__WHAT IS NEEDED__
All of the entries are to be restated word for word.

__GIVEN ENTRIES__

· · · · · · ·

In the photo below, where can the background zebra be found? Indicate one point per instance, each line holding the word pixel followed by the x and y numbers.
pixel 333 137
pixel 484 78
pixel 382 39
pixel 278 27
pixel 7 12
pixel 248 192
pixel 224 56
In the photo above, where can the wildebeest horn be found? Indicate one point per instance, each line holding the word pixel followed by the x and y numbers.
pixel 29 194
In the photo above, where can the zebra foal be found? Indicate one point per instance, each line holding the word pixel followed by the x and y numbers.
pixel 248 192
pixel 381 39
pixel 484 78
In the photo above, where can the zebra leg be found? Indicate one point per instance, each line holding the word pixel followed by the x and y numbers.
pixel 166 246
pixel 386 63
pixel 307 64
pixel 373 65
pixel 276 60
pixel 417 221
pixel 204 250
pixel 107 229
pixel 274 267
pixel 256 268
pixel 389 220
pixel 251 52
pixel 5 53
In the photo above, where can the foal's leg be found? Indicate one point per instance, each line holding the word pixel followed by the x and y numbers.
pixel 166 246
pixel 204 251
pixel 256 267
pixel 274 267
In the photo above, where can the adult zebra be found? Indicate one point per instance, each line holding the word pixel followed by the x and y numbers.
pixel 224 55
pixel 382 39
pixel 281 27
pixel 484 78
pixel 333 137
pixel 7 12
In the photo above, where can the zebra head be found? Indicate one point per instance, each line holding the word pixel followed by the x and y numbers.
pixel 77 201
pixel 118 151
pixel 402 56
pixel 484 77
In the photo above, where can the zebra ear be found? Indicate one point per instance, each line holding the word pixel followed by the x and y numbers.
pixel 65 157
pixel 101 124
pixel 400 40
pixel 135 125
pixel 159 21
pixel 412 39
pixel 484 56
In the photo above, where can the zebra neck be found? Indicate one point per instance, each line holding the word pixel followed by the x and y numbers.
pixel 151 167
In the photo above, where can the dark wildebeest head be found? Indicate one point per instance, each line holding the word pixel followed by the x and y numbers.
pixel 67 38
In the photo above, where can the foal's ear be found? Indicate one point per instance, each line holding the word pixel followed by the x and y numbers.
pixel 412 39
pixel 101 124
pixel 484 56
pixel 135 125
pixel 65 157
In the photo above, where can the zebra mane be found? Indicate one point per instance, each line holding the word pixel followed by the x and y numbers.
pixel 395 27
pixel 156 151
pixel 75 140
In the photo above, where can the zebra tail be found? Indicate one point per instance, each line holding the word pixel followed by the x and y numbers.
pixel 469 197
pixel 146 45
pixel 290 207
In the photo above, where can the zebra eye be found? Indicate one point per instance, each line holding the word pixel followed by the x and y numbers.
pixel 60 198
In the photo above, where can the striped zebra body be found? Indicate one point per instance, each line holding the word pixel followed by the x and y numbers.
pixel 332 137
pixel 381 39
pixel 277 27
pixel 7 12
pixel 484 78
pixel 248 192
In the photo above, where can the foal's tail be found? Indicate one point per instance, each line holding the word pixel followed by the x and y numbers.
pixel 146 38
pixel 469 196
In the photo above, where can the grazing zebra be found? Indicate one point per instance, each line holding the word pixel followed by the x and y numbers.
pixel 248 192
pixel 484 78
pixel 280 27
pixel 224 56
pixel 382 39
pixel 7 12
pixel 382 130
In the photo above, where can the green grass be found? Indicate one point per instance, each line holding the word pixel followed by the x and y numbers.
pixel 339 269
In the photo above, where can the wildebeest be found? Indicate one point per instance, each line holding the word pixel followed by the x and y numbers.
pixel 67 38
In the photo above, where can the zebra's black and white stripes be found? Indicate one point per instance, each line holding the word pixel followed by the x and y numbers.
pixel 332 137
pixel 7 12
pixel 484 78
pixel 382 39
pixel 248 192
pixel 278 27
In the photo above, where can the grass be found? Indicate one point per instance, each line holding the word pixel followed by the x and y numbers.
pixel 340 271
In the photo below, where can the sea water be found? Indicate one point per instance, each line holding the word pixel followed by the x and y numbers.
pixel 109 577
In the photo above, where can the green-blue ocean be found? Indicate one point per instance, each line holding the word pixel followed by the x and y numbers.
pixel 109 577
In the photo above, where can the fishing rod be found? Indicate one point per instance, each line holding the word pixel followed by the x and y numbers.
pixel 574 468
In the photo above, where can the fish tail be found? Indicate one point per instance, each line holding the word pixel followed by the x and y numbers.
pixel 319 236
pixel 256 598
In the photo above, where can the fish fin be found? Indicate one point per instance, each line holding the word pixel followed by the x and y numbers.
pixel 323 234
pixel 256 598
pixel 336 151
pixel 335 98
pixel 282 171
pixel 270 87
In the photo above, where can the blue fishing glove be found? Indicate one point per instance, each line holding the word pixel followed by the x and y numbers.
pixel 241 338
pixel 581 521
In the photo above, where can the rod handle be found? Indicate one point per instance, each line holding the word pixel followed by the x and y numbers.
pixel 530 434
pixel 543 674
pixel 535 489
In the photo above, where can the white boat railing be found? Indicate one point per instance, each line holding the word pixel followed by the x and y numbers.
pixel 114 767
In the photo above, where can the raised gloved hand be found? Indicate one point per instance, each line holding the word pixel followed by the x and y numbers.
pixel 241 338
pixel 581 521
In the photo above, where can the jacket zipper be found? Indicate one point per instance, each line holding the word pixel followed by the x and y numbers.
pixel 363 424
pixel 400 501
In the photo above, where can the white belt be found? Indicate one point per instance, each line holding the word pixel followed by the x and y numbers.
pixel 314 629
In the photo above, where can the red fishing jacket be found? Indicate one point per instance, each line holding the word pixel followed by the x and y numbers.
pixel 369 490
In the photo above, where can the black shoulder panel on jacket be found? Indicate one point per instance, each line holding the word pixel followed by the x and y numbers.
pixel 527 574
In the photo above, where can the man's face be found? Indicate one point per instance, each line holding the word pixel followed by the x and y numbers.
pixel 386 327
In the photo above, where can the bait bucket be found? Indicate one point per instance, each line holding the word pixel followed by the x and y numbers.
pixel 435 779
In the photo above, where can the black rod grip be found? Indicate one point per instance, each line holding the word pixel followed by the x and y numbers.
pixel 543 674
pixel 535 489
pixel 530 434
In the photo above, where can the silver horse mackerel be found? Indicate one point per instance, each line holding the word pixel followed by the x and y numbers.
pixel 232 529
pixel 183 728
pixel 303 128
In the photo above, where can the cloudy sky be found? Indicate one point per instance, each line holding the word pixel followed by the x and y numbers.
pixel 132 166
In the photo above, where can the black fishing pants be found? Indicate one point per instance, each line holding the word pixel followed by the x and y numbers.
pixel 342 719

· · · · · · ·

__WRITTEN ANSWER__
In the photo below, where can the background zebra be found? Indicate one point per instance, each line holding the word pixel followed by the x and y numbers.
pixel 333 137
pixel 484 78
pixel 382 39
pixel 278 27
pixel 7 12
pixel 248 192
pixel 224 56
In the photo above, where can the wildebeest horn be found? Indicate one point per instance, each line holding the word pixel followed by the x and y numbers.
pixel 29 194
In the photo above, where can the zebra foal be found? Indicate one point per instance, each line holding the word pixel followed by the x and y numbers.
pixel 248 192
pixel 381 39
pixel 484 78
In the photo above, where can the zebra leg be found? Indicate one point per instance, each line holding the word pixel followed by the x and y numbers.
pixel 166 246
pixel 386 63
pixel 307 64
pixel 373 65
pixel 276 60
pixel 417 221
pixel 204 250
pixel 107 229
pixel 274 267
pixel 256 268
pixel 389 220
pixel 251 52
pixel 5 53
In the photo above, where can the foal's leg be found? Indicate one point per instance, each line holding the word pixel followed by the x and y numbers.
pixel 166 246
pixel 204 251
pixel 256 267
pixel 274 267
In the photo above, where can the adult zebra be found? Indicate one point per instance, each line holding the word pixel followed by the x and y numbers.
pixel 224 55
pixel 382 39
pixel 281 27
pixel 484 78
pixel 333 137
pixel 7 12
In the photo above, where can the zebra head be found? Indicate one point per instance, each line holding the word pixel followed by the x and y numbers.
pixel 77 201
pixel 118 151
pixel 402 56
pixel 484 77
In the photo above, where can the zebra ear be found? Indicate one point per instance, each line holding the word pixel followed by the x and y numbers.
pixel 65 157
pixel 101 124
pixel 400 40
pixel 135 125
pixel 159 21
pixel 412 39
pixel 484 56
In the photo above, where can the zebra neck be found? Indicate one point per instance, each line holding the word pixel followed by the x and y numbers.
pixel 151 167
In the photo above, where can the dark wildebeest head be found? Indicate one point per instance, each line holding the word pixel followed by the x and y numbers.
pixel 67 38
In the photo above, where can the foal's ear be found? Indicate one point per instance, each line holding the word pixel followed by the x and y numbers.
pixel 412 39
pixel 101 124
pixel 484 56
pixel 135 125
pixel 65 157
In the photo above, where can the zebra mane be found? Indicate one point per instance, each line holding the word pixel followed by the x and y numbers.
pixel 395 27
pixel 156 151
pixel 75 140
In the photo above, where can the zebra tail be found? Indicate one point per instance, each line holding the word pixel followed by the x and y numbers.
pixel 469 197
pixel 146 45
pixel 290 207
In the photo above, where can the zebra eye be found? Indicate one point per instance, each line holding the word pixel followed by the x and y numbers.
pixel 60 198
In the photo above, where can the striped zebra body be found? Indicate one point per instance, each line holding the word pixel followed by the x and y numbers.
pixel 332 137
pixel 381 39
pixel 277 27
pixel 7 12
pixel 484 78
pixel 248 192
In the photo above, where can the foal's tail be found? Indicate one point per instance, each line holding the word pixel followed by the x and y numbers.
pixel 146 38
pixel 469 196
In the photo above, where can the grazing zebra be found? Indicate one point per instance, each line holding the word pixel followed by the x and y numbers.
pixel 248 192
pixel 484 78
pixel 280 27
pixel 224 56
pixel 382 39
pixel 7 12
pixel 382 130
In the photo above, where can the green grass be found? Indicate one point per instance, each line holding the word pixel followed by the x and y numbers.
pixel 339 269
In the photo above, where can the wildebeest be found? Indicate one point per instance, each line holding the word pixel followed by the x and y numbers.
pixel 67 38
In the photo above, where can the zebra's black and white stripes be found? Indicate one point per instance, each line holding the word pixel followed by the x and y numbers.
pixel 332 137
pixel 7 12
pixel 484 78
pixel 382 39
pixel 248 192
pixel 278 27
In the photo above, where can the grass be found? Indicate one point per instance, each line holding the word pixel followed by the x and y numbers.
pixel 340 271
In the photo below, where can the sea water be found? Indicate one point per instance, each line holding the word pixel followed by the x and y numbers.
pixel 109 577
In the photo above, where can the green-blue ocean be found? Indicate one point per instance, each line holding the word pixel followed by the x and y numbers.
pixel 109 577
In the photo above, where can the fishing rod be found? Indicate one point per instance, each line holding the word pixel followed by the x and y numbers.
pixel 574 468
In the photo above, where can the fish tail be found? Indicate one point per instance, each line holding the word pixel followed by the x and y numbers.
pixel 319 236
pixel 256 598
In the photo above, where can the fish fin be found? Indicate one point per instance, each line holding the word pixel followed by the x and y numbers.
pixel 323 234
pixel 256 598
pixel 336 151
pixel 335 98
pixel 282 171
pixel 270 87
In the photo above, where can the blue fishing glove be found? Indicate one point per instance, each line holding the word pixel followed by the x and y numbers.
pixel 241 338
pixel 581 521
In the photo above, where can the rod handle be found? Indicate one point per instance, each line holding the word pixel followed by the x and y numbers.
pixel 530 434
pixel 543 674
pixel 535 489
In the photo above, where can the white boat railing be found? Indicate one point per instance, each line holding the word pixel followed by the x and y numbers.
pixel 114 767
In the photo above, where can the raised gloved hand be found? Indicate one point per instance, each line holding the word pixel followed by the x and y numbers.
pixel 241 338
pixel 581 521
In the photo above, where can the jacket zipper be found? Indicate one point per instance, each line holding the word pixel followed by the x and y numbers.
pixel 363 424
pixel 400 501
In the photo above, where can the white belt be found? Indicate one point per instance, each line holding the word pixel followed by the x and y numbers.
pixel 314 629
In the photo above, where can the red fishing jacket be found? Indicate one point per instance, each line holding the word pixel followed by the x and y numbers.
pixel 369 490
In the photo above, where can the black shoulder panel on jacket be found? Indicate one point per instance, each line holding the word pixel followed by the x and y numbers.
pixel 527 574
In the photo above, where can the man's face be found? Indicate one point per instance, each line holding the word pixel followed by the x and y numbers.
pixel 386 327
In the photo above, where can the bait bucket be found? Indicate one point per instance, each line holding the word pixel followed by the x and y numbers.
pixel 435 779
In the photo above, where can the black rod grip be found? Indicate one point per instance, each line holding the word pixel followed by the x and y numbers.
pixel 543 674
pixel 535 489
pixel 530 434
In the photo above, where can the silver horse mackerel be found? Indicate one point per instance, each line holding the word pixel followed by the x and y numbers.
pixel 232 529
pixel 183 728
pixel 303 128
In the photo above, where can the cloudy sky be found? Indicate one point per instance, each line holding the word pixel followed by the x and y numbers.
pixel 132 166
In the photo above, where can the black fishing pants be found? Indicate one point per instance, each line holding the word pixel followed by the x and y numbers.
pixel 342 719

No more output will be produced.